══ Given passage

Tag Archives: clarity

The power of a sound bath

14 Sep

10:19 pm

I think I mentioned in my last post that I recently spent a week on the west coast of Costa Rica, mainly to do yoga, but also to be alone to process the fact that there are changes and evolutions going on in my life, and there is grief, and I am having a hard time dealing with all that AND keeping everything else in place.  I only spent four days there–two were traveling to get there, and then, the final two days were spent getting home (and, stressing:  I was booked through Miami on the way home, and Hurricane Dorian was just picking up speed that week and it looked like it was going to blow through Florida).  Anyway, my time there was short and I only had four days, but four days was enough to see a transformation.

WhirrWhirrWhirrrrrrrring.  This was the sound of my mind–the sound of my incessant thinking–during the first two days (well, all the time).  I filled those days taking yoga, walking along the beaches (gosh, the Pacific is immense and amazing–and warm!?–down there), eating fish and rice and fruit (my perfect diet, I must say), and going to bed.  Yet, my mind!  Would.  Not.  Stop.  Thinking.  JESUS.  I mean, I could literally hear the whirring sound…like a swarm of mosquitoes, filling my skull to the brim, spinning in one huge loud circle of BUZZ, WHIRR, WHIRRRRRRRRING.

════
══ Data lines

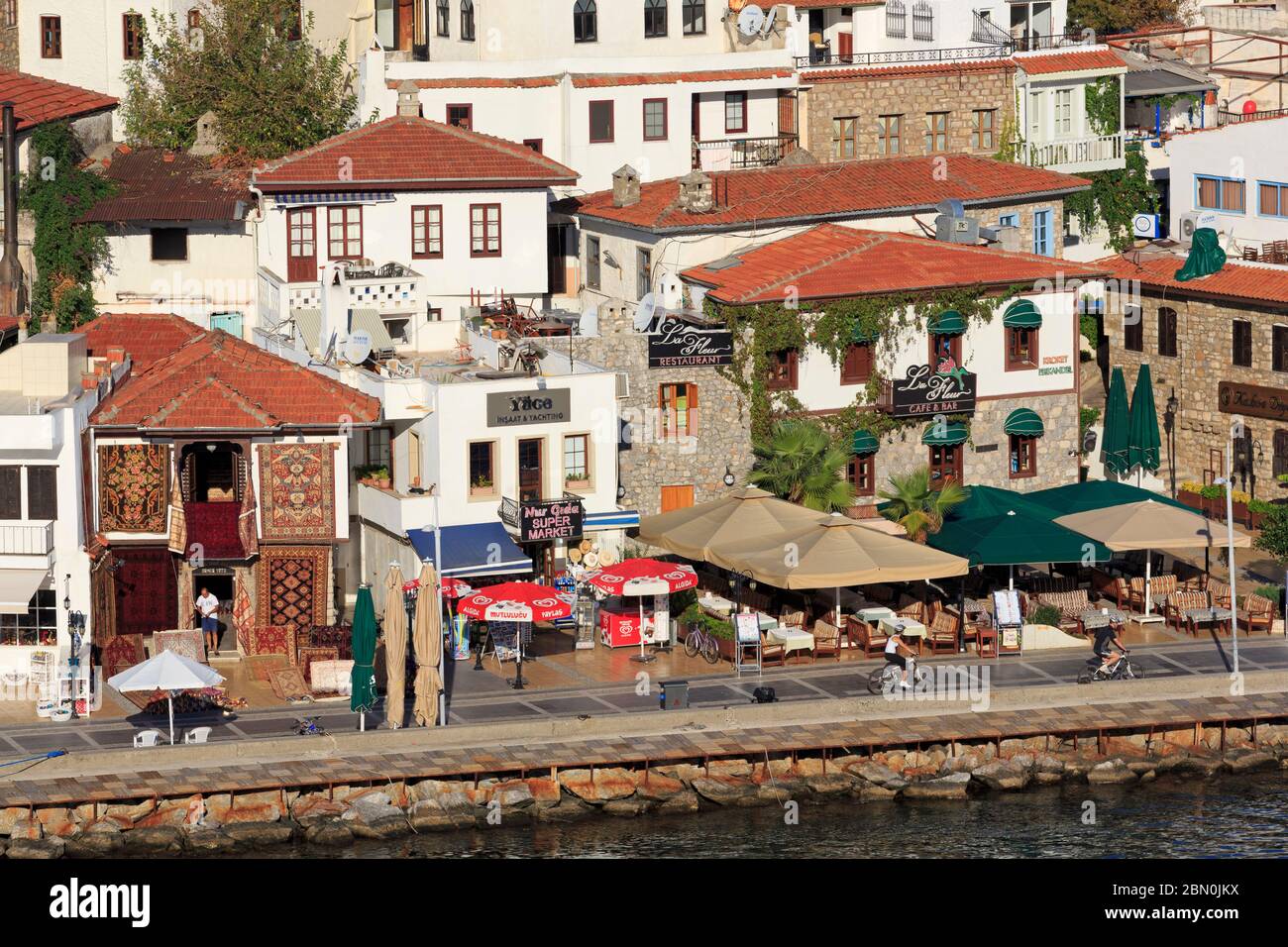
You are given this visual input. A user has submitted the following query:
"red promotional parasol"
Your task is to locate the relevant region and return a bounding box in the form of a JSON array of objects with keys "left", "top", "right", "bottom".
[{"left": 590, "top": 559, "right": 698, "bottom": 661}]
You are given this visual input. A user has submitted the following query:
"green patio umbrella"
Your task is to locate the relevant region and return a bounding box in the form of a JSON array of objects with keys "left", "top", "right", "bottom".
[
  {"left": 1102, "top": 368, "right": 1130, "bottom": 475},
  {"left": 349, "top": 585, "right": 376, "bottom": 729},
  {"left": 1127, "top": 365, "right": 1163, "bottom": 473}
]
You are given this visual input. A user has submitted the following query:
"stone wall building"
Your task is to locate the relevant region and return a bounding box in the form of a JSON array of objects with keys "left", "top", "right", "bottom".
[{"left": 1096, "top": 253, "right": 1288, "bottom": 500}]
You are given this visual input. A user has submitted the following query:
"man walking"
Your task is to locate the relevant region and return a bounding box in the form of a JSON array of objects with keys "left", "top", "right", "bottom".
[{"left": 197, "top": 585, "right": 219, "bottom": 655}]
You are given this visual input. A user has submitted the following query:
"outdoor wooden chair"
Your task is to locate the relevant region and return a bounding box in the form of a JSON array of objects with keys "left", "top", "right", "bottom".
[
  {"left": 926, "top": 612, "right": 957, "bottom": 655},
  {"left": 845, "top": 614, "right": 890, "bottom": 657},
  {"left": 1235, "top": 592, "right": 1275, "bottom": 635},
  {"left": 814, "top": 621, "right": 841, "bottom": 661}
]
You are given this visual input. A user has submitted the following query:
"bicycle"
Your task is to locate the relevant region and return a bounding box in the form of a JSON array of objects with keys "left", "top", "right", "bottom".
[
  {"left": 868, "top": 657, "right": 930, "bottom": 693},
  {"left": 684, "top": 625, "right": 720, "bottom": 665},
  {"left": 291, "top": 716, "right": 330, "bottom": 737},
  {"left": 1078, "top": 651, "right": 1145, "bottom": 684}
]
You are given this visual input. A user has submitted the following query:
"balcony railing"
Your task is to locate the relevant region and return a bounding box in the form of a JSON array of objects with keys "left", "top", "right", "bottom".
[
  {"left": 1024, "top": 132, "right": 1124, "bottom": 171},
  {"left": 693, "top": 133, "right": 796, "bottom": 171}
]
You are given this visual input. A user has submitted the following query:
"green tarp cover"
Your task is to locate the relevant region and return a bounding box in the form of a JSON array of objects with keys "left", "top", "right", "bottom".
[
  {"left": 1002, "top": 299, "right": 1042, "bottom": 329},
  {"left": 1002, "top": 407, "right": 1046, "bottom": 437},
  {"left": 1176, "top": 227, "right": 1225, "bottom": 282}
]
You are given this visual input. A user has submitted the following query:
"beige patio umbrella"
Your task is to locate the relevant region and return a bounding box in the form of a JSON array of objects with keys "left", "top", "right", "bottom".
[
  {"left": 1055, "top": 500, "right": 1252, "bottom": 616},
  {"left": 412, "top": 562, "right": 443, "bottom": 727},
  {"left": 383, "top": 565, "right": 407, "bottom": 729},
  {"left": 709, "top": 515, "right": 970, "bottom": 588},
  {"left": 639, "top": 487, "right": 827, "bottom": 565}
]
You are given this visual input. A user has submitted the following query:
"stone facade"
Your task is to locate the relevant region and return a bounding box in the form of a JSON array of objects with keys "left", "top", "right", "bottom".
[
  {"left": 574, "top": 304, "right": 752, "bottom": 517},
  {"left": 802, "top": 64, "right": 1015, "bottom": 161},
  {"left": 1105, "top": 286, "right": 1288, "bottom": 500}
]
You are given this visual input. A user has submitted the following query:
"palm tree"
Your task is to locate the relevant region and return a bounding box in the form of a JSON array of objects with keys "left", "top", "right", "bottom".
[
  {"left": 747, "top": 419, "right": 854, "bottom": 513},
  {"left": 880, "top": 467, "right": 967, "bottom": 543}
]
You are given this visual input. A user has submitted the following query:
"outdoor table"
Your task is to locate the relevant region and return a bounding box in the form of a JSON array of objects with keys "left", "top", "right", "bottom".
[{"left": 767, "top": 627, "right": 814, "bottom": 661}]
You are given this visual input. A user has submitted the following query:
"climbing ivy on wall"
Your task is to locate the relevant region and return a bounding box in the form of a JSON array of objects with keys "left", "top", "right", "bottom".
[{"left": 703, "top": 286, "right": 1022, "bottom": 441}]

════

* Problems to solve *
a) In the blog post, through which city was the writer's trip home booked?
b) Echo the blog post word for word, from "WhirrWhirrWhirrrrrrrring.  This was" up to and including "BUZZ, WHIRR, WHIRRRRRRRRING.".
This data has no role in any of the work here.

* Problem solutions *
a) Miami

b)
WhirrWhirrWhirrrrrrrring.  This was the sound of my mind–the sound of my incessant thinking–during the first two days (well, all the time).  I filled those days taking yoga, walking along the beaches (gosh, the Pacific is immense and amazing–and warm!?–down there), eating fish and rice and fruit (my perfect diet, I must say), and going to bed.  Yet, my mind!  Would.  Not.  Stop.  Thinking.  JESUS.  I mean, I could literally hear the whirring sound…like a swarm of mosquitoes, filling my skull to the brim, spinning in one huge loud circle of BUZZ, WHIRR, WHIRRRRRRRRING.